**Source document:**
************

The solution to Blackspot

  • Collect and destroy any infected fallen leaves and destroy off them.
  • As a preventative in late winter apply a thick layer of mulch around the affected plant’s base. Using mulch will prevent rain splashing on soil-borne spores on new growth.
  • Although this is a preventative making your baking soda spray can also offer protection; dissolve one teaspoon of baking soda one teaspoon of hand soap and 2 pints of lukewarm water. Spray the leaves thoroughly.
  • Neem oil is an excellent organic method to use as a preventative.
  • Roseclear Ultra and Roseclear Ultra Gun are great options for controlling pests (always check the label before using).
  • When treating fungicides spray in late summer/early autumn with several applications in humid weather and growing seasons. Provanto Fungus Fighter Concentrate/ Provanto Fungus Fighter Plus – are both excellent options particularly for ornamental roses (always check the label before using it).

Canker – (Coniothyrium)

Canker is a pathogenic fungus that will affect the stems; it enters the stems by a wound caused by an insect or disease or mechanical damage; therefore, it’s good to watch out when hoeing. 

Although not typically complicated by the fungus disease, it can be pretty damaging whilst also negatively impacting the appearance of your roses. 

How to spot if your roses have Canker

  • At the base of the stem you will notice a distinct brown and sunken area.
  • On the cane you may see black splotches.
  • The edge of the Canker may be swollen and the bark cracked.
  • It will most likely attack during the colder months.

The solution to Canker

If left untreated and the Canker enlarges and encircles the stem, the whole growth above the diseased area will sadly die.

  • Cut off and burn all the diseased woods. Ensure that you dip the secateurs blades in methylated spirits after each use.
  • Promoting vigorous and healthy growth will help keep Canker away.
  • Apply a compound fertiliser – Toprose is a good example!
  • Arbex – seal and heal is also a good solution which you can paint onto large cuts.

Die-back

Die-back is not a specific disease; it can be caused by frost damage, Canker at the stem’s base, waterlogging, Mildew or black spot. 

Lack of potash, calcium, phosphates and boron are all common causes for die-back and can present themselves at any time of the year, so it’s always good to be on the lookout.

************

Records from a data source:
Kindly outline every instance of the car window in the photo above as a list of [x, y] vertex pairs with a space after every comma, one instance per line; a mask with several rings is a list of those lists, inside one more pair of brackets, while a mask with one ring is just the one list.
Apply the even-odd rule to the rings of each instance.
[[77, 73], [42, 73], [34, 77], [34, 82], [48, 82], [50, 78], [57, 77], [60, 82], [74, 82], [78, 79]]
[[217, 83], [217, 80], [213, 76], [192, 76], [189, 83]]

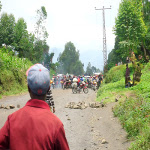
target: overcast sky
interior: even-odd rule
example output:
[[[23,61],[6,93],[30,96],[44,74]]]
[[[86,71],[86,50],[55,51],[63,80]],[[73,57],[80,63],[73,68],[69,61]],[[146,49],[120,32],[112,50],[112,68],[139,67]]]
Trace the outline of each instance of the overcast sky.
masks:
[[[63,52],[64,46],[71,41],[80,51],[80,60],[85,64],[103,69],[103,16],[96,8],[107,7],[105,26],[107,53],[114,48],[113,26],[121,0],[1,0],[2,11],[12,13],[16,20],[24,18],[28,31],[34,31],[36,10],[45,6],[48,17],[46,29],[50,52],[54,52],[54,61]]]

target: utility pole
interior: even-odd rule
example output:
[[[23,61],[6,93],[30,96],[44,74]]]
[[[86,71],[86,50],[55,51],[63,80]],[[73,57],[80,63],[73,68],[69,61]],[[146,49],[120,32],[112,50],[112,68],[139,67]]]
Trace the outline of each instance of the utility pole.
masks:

************

**Work order A:**
Transcribe everything in the rose disease guide from "Canker is a" down to "the colder months.".
**Work order B:**
Summarize the rose disease guide in two sentences.
**Work order C:**
Continue writing the rose disease guide from the point where it stops.

**Final answer A:**
Canker is a pathogenic fungus that will affect the stems; it enters the stems by a wound caused by an insect or disease or mechanical damage; therefore, it’s good to watch out when hoeing. 

Although not typically complicated by the fungus disease, it can be pretty damaging whilst also negatively impacting the appearance of your roses. 

How to spot if your roses have Canker

  • At the base of the stem you will notice a distinct brown and sunken area.
  • On the cane you may see black splotches.
  • The edge of the Canker may be swollen and the bark cracked.
  • It will most likely attack during the colder months.

**Final answer B:**
The guide lists remedies for blackspot, including destroying infected fallen leaves, mulching in late winter, a baking soda spray, neem oil and fungicide applications. It describes Canker as a fungus that enters rose stems through wounds and is treated by cutting off and burning diseased wood, and it explains that die-back is not a specific disease but can result from frost damage, Canker, waterlogging, Mildew, black spot or a lack of potash, calcium, phosphates and boron.

**Final answer C:**
How to spot if your roses have Die-back

  • The shoot tips will turn a brown colour; then shoots will die back.
  • The progression will move from the tip of the plant and then steadily downwards.
  • The result of a poor pruning technique will most likely be the die-back of a pruning stub which again will progress down the plant.
  • In some cases you may notice fungal structures which can be tiny black fruiting bodies on the plant’s affected area.
  • As a result of frost damage young shoots in spring will brown and die-back at the tips.
  • As die-back progresses back this can affect twigs branches the main stem or even the whole plant although this results from various causes.

The solution to die-back 

Unfortunately, there are no fungicides currently that will cure die-back, and the best way to protect your rose from die-back is to ensure that they have the best planting conditions you can check out here. Below are a few preventatives for you to keep in mind;  

  • Cut off the affected shoot (any dead or damaged wood) as soon as you notice die-back. This should be at a bud below the dead area.
  • Avoid feeding in the autumn as this leads to first-sensitive and the production of unripe wood. Feeding in spring however is essential if die-back is a problem.
  • When pruning ensure that cuts are finished cleanly and made immediately above an outward-facing bud and sloping away.
  • It’s always good to look out for any week or cross branches during routine pruning.